/---
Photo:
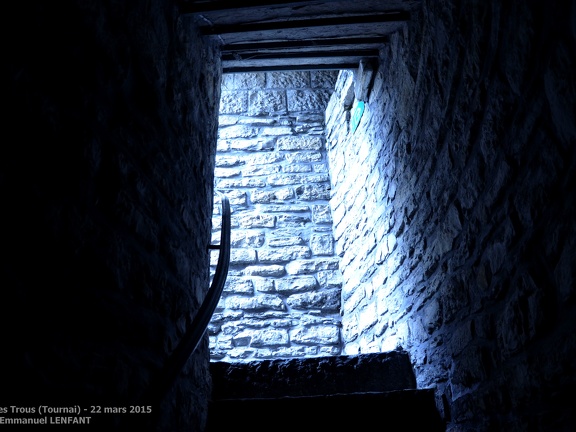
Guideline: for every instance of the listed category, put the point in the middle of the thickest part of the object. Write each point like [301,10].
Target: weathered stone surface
[317,335]
[328,300]
[291,285]
[313,376]
[272,164]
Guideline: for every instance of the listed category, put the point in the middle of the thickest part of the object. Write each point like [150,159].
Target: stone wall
[453,207]
[282,296]
[106,177]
\---
Take the line with "Target: weathered stone surface" and all lines after it through the end of the records, and write them out exactly; include nothing else.

Target: weathered stone surface
[317,335]
[328,300]
[291,285]
[313,376]
[272,164]
Guideline: for every instance of the listed category, put the point in the middle of the thickest part of the object. Write each point like [150,159].
Target: stone wall
[453,207]
[282,296]
[106,177]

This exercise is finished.